メディアグランプリ

今年の夏こそファーストキス(鱚)~初心者アングラー奮戦記


*この記事は、「ライティング・ゼミ」にご参加のお客様に書いていただいたものです。

人生を変えるライティング教室「天狼院ライティング・ゼミ」〜なぜ受講生が書いた記事が次々にバズを起こせるのか?賞を取れるのか?プロも通うのか?〜

記事:奥志のぶ(ライティング・ゼミ4月コース)
 
 
釣りを始めて数か月。なかなか釣れない。釣れたこともあるが、それは魚の回遊にたまたま出くわしただけのこと。なんとなくやっていて、エサや仕掛けの工夫はできていない。漁港で出会った師匠に教えてもらうつもりでいたが、ふと思った。きっと師匠はなにもかも用意してくれる。釣り方に応じた仕掛けをどうすればいいのか、そこが一番知りたいのに、それじゃあ上手くならない。こちとら糸の結び方すら知らんのだ。いかん、いかん。自分でできなくちゃ。師匠に頼るのは本当に困ったときだけにしよう。私は本とネットを見つつ、何度も糸を絡ませながら結び方の練習をする。あー、面倒くさい。でも、準備をしているこの時が一番ウキウキする。今度こそ釣ってやるぞ。
 
釣果情報を調べた漁港にやってきた。釣り人はまばら。釣れているのだろうか? 私は、「昔はヤンチャしてました」って感じのお兄さんに声をかけてみた。
 
「こんにちは。釣れてますか?」
「いやぁ、ダメっすねぇ」
「イカ狙いですか? スミ跡あるから釣れますよ」
「だといいんですけどねぇ」

· · · · · · ·

▶ _取り組む課題_:
1) 釣りの記事について、次の問いに答えなさい。
(a) 記事の書き手は、ライティング・ゼミの何月コースの受講生か。
(b) 書き手が釣りを始めてから、どのくらいの期間が経っているか。
(c) 書き手がやってきた漁港では、釣り人はどのような様子だったか。
2) 釣りの記事のうち、「記事:奥志のぶ(ライティング・ゼミ4月コース)」で始まり「する。今度こそ釣ってやるぞ。」で終わる部分を正確に書き写しなさい。
3) 釣りの記事の続きを、最後の文の後から書き進めなさい。
この後の項目は参照しなくてよい。

· · · · · · ·

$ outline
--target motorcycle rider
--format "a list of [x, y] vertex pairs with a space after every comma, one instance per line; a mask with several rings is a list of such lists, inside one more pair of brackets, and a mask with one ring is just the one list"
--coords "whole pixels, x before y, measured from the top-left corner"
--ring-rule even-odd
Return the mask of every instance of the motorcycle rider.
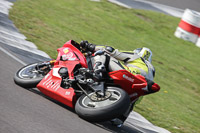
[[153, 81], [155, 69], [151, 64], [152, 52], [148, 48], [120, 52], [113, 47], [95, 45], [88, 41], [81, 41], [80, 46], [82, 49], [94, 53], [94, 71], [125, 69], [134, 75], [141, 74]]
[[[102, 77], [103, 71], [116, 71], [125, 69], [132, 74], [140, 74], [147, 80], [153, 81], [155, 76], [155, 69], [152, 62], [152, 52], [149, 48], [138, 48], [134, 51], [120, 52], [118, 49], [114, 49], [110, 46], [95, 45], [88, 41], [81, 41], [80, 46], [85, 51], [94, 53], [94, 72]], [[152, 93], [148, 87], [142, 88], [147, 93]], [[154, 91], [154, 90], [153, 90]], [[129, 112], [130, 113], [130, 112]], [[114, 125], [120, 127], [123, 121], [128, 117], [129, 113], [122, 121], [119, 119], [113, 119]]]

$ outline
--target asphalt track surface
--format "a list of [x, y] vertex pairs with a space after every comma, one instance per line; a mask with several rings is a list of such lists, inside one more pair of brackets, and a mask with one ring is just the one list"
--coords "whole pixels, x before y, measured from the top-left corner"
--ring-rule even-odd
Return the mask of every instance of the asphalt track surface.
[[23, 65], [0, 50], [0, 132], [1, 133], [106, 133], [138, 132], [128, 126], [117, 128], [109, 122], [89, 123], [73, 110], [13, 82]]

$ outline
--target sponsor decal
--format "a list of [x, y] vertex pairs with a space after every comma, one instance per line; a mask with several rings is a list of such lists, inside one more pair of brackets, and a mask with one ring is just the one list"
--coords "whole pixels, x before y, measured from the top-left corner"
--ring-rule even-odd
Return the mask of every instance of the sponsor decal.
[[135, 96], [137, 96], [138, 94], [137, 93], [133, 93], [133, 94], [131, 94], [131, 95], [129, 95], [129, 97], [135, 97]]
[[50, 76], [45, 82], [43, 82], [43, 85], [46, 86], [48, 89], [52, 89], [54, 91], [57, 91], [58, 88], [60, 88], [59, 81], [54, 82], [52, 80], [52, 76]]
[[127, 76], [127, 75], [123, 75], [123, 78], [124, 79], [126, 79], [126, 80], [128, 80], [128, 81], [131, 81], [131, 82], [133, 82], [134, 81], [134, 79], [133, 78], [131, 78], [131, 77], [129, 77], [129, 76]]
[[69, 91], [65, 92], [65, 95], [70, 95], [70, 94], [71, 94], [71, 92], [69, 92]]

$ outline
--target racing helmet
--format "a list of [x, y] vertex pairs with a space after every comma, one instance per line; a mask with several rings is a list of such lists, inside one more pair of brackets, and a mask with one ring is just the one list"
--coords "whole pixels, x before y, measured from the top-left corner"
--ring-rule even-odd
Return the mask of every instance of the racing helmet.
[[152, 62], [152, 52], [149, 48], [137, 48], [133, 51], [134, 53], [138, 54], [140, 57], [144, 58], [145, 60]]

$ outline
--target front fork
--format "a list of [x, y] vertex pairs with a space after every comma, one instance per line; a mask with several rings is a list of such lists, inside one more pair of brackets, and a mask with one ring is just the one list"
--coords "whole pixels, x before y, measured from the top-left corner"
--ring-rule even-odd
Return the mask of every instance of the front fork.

· · · · · · ·

▶ _解答_:
1)
(a) 4月コース
(b) 数か月
(c) まばらだった

2)
記事:奥志のぶ(ライティング・ゼミ4月コース)
 
 
釣りを始めて数か月。なかなか釣れない。釣れたこともあるが、それは魚の回遊にたまたま出くわしただけのこと。なんとなくやっていて、エサや仕掛けの工夫はできていない。漁港で出会った師匠に教えてもらうつもりでいたが、ふと思った。きっと師匠はなにもかも用意してくれる。釣り方に応じた仕掛けをどうすればいいのか、そこが一番知りたいのに、それじゃあ上手くならない。こちとら糸の結び方すら知らんのだ。いかん、いかん。自分でできなくちゃ。師匠に頼るのは本当に困ったときだけにしよう。私は本とネットを見つつ、何度も糸を絡ませながら結び方の練習をする。あー、面倒くさい。でも、準備をしているこの時が一番ウキウキする。今度こそ釣ってやるぞ。

3)
私はなにげにベテランっぽい会話をふって、元ヤン兄さん(勝手に命名)は意外と人懐こい笑顔で応えてくれた。私の知識は師匠の教えだ。釣り場にある黒い染みはイカが吐いたスミの跡なのだと。このスミ跡があるということは、ここでイカが釣れている証拠なのだ。こんななんてことない会話ひとつでも楽しくなった。やっぱり今日は釣れそうな気がする。何人かのオジサンに挨拶したが誰も釣れてなかった。でも不安にはならない。彼らとは釣り方が違う。私は「ザ・初心者」。子供でもできるサビキ釣りで小魚を狙っているのだ。釣り方は仕掛けを足元に落とすだけ。シュッと竿を振る釣り方はやったことがない。それは次の目標。いまはまだサビキで小アジが釣れたら満足だ。ククッと引きを感じた。やったー! 釣れた! オジサンたちの視線が集まる。大物狙ってなにも釣れないより、小魚でも釣れた方が100倍楽しいわ。ふふ、私だけが釣れている。ほのかな優越感にひたっていると、急にググッと竿がしなった。小魚に交じって大きめの魚影が見える。「わーっ!」と思わず声が出た。近くにいたオジサンが叫んだ。
 
「早く上げて! 糸切られるよ!」
「はい!」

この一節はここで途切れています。